*AIM OF THE TASK*
Which lines in the items below contain the string "Target"? Collect every such line, treating uppercase and lowercase as different.

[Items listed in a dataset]
╭──
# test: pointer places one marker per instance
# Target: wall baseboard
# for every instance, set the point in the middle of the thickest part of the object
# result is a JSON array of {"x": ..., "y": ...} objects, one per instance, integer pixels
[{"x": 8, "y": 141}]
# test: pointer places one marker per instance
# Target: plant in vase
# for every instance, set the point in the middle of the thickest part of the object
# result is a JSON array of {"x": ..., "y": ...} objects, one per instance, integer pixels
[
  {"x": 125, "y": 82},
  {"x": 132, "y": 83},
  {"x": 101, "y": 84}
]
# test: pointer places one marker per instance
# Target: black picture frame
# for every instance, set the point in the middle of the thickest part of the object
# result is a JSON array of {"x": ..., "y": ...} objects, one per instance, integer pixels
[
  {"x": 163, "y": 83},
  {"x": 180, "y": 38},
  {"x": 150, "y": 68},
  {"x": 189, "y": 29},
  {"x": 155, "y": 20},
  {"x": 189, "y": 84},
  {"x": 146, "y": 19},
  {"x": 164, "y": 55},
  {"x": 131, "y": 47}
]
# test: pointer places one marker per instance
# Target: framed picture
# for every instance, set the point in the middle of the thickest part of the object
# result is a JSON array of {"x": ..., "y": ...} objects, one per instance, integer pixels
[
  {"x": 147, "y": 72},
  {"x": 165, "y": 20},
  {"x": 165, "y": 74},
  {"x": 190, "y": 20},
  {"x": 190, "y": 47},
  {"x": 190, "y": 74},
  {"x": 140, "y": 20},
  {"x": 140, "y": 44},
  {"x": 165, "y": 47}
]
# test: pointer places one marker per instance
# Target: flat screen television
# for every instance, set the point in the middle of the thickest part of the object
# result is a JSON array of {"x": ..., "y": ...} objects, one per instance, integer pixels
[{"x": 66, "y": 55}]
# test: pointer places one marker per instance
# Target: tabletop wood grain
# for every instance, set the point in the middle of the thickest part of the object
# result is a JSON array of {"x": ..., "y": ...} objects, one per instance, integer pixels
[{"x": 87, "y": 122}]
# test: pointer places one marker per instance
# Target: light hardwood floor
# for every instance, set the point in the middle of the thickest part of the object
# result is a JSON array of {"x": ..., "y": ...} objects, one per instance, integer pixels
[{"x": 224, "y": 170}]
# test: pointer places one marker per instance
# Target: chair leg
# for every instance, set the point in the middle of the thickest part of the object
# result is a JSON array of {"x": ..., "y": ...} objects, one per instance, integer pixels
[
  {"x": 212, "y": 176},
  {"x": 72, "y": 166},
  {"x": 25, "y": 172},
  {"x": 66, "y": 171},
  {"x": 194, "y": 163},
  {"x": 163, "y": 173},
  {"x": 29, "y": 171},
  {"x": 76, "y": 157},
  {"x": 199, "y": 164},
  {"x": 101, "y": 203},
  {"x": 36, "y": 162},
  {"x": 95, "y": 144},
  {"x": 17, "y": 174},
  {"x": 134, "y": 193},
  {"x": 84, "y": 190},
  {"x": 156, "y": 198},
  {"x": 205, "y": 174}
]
╰──
*EXERCISE ANSWER*
# Target: wall baseboard
# Target: plant in vase
# Target: black picture frame
# Target: framed picture
# Target: flat screen television
# Target: tabletop wood grain
# Target: light hardwood floor
# Target: chair leg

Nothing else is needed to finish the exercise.